Search the records for the string "query". Copy each line where it occurs.

Data for the task:

________

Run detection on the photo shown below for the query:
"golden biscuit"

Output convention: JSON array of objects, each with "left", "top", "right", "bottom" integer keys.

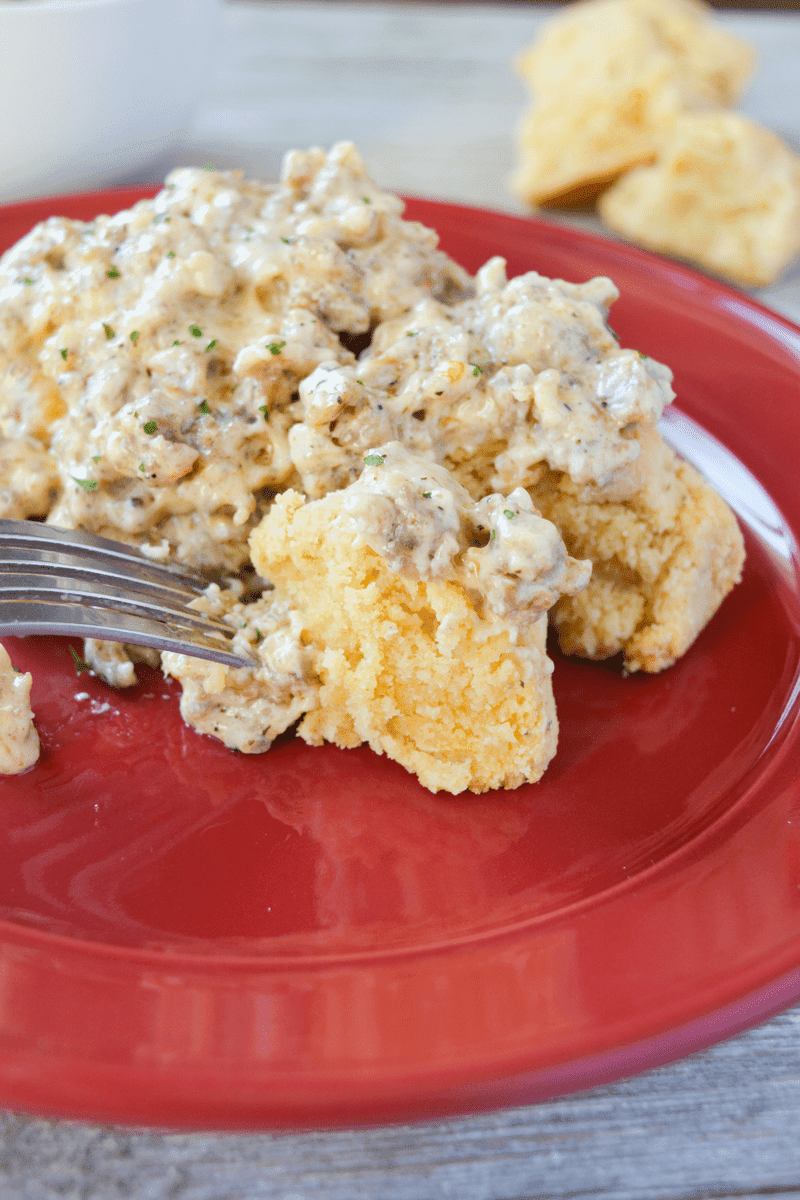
[
  {"left": 511, "top": 0, "right": 755, "bottom": 207},
  {"left": 530, "top": 430, "right": 745, "bottom": 673},
  {"left": 250, "top": 445, "right": 591, "bottom": 793},
  {"left": 599, "top": 111, "right": 800, "bottom": 287}
]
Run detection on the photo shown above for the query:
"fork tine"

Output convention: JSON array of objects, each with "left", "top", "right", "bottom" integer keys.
[
  {"left": 0, "top": 519, "right": 206, "bottom": 591},
  {"left": 0, "top": 600, "right": 253, "bottom": 668},
  {"left": 0, "top": 573, "right": 235, "bottom": 632},
  {"left": 0, "top": 519, "right": 257, "bottom": 670},
  {"left": 0, "top": 548, "right": 205, "bottom": 606}
]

________

Solution:
Run detection on the photo shown below for the query:
Run detection on the photo shown above for the query:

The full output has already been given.